[Tasks to complete]:
(a) In the passage about the ranch house, why did the house feel like a sanctuary to the narrator even though the narrator disliked its style?
(b) Reproduce only the listing from the line containing "like x=373 y=64." through the final line of the listing, both included, with the requests kept as they are. Offset every coordinate in the answers by -62.

[Page text]:
_ _ _ _ _ _ _

All that said, I loved that the redbrick ranch house had central air-conditioning and a dishwasher. On aesthetic principle, I was generally opposed to this type of domicile—it had awful gold-plated light fixtures throughout and pink floral wallpaper in the bathroom, and one of the two bedrooms was covered in white shag carpet—but after the disorder of Dani’s place and then the ocher-colored water of the farm it felt like a sanctuary. I set up the cast-iron bed in the carpeted bedroom—“for guests,” I told myself—and somehow never got around to assembling my wooden childhood bed in the other room, so I simply slept on the mattress on the floor, college-style. My book came out, and I spent a
bout a month traveling around the country giving readings (often to sparse crowds that appeared to have shown up primarily for the refreshments). Always with these readings, I had the feeling that the farmhouse in the novel was not one I’d invented but, rather, the lost acreage at Northwest 207th Street and Rural Route G. By midsummer I had returned to the ranch house. The next few months were spent happily reclined in the easy chair that is life in Lincoln—hanging out with Ex, going to meetings of my book club, finding myself tipsy by 6:30 p.m. When, one night, I found myself tipsy by 5:30, I knew it was time to leave again. I called the movers, swallowed the $800 security deposit I’d lost by breaking the lease, and prepared to set out for California again and for good.

_ _ _ _ _ _ _

[Excerpted data]:
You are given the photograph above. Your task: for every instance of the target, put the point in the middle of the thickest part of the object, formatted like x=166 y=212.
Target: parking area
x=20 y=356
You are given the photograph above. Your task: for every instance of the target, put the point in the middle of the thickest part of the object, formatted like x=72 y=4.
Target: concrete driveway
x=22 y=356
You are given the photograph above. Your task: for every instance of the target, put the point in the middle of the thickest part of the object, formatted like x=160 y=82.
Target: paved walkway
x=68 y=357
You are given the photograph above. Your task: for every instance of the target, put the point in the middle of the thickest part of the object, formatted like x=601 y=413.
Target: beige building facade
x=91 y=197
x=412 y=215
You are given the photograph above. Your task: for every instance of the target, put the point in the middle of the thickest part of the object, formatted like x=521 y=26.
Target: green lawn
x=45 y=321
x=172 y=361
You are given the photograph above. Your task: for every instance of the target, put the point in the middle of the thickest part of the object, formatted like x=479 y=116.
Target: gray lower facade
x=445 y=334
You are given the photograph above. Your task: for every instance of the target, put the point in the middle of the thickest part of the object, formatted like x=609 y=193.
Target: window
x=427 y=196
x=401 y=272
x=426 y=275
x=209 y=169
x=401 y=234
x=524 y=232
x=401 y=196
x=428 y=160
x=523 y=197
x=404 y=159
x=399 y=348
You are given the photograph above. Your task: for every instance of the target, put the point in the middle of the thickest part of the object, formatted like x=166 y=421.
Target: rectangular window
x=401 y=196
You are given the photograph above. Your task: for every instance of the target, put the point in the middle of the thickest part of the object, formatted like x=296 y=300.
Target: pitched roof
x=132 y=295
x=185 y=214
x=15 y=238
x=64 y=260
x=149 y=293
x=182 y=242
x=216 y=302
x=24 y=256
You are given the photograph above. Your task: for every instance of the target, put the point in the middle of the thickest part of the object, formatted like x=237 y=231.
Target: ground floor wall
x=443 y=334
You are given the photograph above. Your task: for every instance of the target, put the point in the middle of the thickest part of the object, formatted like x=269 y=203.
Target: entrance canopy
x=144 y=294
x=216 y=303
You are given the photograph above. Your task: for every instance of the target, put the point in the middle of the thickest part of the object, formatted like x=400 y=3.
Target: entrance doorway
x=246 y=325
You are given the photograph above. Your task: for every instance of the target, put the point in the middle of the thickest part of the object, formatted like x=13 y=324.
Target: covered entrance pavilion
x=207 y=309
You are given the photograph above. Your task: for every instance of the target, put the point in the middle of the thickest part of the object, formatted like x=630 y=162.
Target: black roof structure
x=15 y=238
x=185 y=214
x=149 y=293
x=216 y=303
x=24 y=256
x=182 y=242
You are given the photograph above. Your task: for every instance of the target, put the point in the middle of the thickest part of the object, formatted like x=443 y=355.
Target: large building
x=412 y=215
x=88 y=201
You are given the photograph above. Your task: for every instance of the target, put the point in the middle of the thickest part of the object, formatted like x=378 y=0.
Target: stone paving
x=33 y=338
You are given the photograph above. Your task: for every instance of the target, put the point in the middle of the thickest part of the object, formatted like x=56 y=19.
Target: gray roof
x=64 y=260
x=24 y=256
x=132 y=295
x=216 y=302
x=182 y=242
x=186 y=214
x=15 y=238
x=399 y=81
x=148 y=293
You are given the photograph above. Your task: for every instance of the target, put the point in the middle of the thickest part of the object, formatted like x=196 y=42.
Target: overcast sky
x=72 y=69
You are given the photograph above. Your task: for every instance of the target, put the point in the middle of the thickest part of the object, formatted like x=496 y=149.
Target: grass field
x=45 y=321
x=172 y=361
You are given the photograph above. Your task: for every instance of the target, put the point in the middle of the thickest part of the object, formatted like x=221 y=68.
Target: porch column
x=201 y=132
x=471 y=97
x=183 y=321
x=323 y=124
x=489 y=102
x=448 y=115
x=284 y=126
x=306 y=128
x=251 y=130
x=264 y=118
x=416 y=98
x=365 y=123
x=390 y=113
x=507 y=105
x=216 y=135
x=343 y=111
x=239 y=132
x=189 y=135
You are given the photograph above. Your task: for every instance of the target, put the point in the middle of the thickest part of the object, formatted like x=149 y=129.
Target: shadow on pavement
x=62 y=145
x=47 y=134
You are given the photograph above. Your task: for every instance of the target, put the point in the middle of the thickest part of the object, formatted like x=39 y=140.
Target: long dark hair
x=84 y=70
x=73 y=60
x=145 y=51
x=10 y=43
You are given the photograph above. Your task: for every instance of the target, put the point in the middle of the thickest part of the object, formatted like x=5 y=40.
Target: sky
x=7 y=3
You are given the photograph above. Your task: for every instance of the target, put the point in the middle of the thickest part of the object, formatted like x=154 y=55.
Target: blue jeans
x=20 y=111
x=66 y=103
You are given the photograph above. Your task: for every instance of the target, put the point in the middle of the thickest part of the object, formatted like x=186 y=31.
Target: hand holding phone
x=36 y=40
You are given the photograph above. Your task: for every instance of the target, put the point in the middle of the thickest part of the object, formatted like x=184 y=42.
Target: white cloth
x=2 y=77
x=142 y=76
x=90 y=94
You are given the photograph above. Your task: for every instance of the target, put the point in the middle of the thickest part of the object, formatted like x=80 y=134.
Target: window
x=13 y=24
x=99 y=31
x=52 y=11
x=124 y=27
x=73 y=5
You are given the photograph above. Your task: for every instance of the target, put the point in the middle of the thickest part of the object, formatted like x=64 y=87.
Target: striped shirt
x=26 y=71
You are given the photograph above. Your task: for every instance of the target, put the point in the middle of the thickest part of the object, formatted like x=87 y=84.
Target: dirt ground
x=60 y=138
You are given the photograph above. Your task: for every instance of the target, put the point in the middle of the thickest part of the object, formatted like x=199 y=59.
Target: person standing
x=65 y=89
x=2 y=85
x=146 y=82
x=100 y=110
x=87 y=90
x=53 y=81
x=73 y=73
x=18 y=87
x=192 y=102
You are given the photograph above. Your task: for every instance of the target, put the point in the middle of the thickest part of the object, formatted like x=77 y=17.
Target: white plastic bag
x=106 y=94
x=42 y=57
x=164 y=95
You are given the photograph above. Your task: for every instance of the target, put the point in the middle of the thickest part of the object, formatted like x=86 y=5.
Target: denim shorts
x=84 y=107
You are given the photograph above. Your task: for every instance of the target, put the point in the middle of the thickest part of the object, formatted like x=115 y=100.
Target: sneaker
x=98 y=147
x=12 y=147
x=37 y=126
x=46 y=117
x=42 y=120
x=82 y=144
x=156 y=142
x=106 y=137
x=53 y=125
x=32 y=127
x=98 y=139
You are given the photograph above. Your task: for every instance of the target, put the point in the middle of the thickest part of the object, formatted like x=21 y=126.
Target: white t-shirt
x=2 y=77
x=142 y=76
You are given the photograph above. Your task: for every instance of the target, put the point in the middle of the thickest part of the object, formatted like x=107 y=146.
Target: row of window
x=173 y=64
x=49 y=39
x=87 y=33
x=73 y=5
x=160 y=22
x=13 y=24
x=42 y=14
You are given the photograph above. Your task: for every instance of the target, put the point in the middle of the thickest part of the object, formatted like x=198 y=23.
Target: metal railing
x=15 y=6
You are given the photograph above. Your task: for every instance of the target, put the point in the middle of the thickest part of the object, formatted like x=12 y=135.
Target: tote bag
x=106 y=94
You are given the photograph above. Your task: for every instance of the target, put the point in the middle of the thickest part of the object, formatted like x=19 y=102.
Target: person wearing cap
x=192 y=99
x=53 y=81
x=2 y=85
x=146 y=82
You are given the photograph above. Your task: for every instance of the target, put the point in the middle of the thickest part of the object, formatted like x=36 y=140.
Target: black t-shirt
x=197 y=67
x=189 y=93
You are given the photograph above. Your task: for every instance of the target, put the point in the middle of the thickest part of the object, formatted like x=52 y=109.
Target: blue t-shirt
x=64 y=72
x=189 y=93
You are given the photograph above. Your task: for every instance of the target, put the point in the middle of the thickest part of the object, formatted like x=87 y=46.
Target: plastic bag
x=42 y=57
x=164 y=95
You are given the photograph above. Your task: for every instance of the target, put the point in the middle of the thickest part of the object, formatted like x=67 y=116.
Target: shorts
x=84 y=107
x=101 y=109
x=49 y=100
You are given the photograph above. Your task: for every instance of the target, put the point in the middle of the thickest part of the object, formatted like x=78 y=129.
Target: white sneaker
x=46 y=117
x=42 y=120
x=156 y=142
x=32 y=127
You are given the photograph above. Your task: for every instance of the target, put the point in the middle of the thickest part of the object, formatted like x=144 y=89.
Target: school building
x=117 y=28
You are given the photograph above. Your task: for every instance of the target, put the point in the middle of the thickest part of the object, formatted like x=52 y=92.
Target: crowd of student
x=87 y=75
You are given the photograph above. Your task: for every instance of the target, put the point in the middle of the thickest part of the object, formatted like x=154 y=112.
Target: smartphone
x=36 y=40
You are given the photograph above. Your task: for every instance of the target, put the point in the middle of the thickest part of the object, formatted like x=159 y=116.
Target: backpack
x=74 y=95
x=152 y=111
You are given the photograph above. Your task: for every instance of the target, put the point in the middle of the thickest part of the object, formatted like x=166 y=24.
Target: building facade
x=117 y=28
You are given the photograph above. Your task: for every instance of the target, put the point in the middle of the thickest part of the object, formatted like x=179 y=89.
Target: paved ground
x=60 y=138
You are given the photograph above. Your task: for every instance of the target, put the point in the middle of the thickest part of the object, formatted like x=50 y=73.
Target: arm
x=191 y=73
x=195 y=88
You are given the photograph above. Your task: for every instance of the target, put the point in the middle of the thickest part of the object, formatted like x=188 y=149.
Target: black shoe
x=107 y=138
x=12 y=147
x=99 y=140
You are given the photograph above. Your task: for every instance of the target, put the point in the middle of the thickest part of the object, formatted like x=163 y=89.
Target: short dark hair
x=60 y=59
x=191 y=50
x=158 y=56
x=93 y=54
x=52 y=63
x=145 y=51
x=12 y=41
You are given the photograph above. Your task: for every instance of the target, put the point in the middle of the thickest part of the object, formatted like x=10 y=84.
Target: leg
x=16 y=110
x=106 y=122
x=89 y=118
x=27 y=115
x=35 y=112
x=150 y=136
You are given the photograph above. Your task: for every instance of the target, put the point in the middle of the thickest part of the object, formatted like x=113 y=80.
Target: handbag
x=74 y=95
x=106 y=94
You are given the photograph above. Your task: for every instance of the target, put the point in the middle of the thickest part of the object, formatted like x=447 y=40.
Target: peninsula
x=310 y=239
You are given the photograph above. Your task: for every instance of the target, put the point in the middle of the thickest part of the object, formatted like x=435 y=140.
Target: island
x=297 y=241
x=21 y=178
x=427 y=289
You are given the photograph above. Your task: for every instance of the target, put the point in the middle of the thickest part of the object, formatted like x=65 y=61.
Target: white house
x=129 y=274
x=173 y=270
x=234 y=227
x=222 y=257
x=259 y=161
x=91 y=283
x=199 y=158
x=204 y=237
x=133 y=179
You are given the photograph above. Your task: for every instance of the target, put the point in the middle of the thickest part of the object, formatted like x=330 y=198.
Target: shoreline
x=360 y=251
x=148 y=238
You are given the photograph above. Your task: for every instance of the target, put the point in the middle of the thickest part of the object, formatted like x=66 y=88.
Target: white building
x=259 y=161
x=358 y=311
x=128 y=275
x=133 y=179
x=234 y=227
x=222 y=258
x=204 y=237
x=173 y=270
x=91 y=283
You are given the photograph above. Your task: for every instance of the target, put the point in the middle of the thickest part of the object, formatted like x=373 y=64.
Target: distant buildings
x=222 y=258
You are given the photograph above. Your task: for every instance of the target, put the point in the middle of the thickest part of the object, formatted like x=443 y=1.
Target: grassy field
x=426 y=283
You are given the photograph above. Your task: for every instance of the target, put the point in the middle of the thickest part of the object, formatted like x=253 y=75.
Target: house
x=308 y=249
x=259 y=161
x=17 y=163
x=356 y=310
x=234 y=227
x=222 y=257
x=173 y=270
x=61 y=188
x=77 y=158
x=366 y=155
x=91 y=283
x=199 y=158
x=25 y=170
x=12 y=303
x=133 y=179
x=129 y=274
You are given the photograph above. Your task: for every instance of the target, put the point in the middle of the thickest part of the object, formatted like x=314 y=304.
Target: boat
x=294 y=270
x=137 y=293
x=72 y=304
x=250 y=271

_ _ _ _ _ _ _

[Solutions to the problems]:
(a) After the disorder of Dani's place and the ocher-colored water of the farm, the ranch house felt like a sanctuary. It also had central air-conditioning and a dishwasher, which the narrator loved.

(b)
You are given the photograph above. Your task: for every instance of the target, put the point in the middle of the thickest part of the object, formatted like x=373 y=64.
Target: distant buildings
x=160 y=196
You are given the photograph above. Your task: for every instance of the target, put the point in the middle of the thickest part of the object, formatted like x=443 y=1.
Target: grassy field
x=364 y=221
You are given the photograph above. Your task: for every instance of the target, put the point in the middle of the thickest part of the object, formatted like x=253 y=75.
Target: house
x=246 y=187
x=197 y=99
x=-45 y=101
x=294 y=248
x=172 y=165
x=160 y=195
x=111 y=208
x=-1 y=126
x=15 y=96
x=304 y=93
x=29 y=221
x=137 y=96
x=-37 y=108
x=-50 y=241
x=71 y=117
x=67 y=212
You are given the photograph above. Your task: for every instance of the target, put the point in the middle of the thickest part of the object, formatted like x=314 y=304.
Target: boat
x=232 y=208
x=75 y=231
x=10 y=242
x=188 y=209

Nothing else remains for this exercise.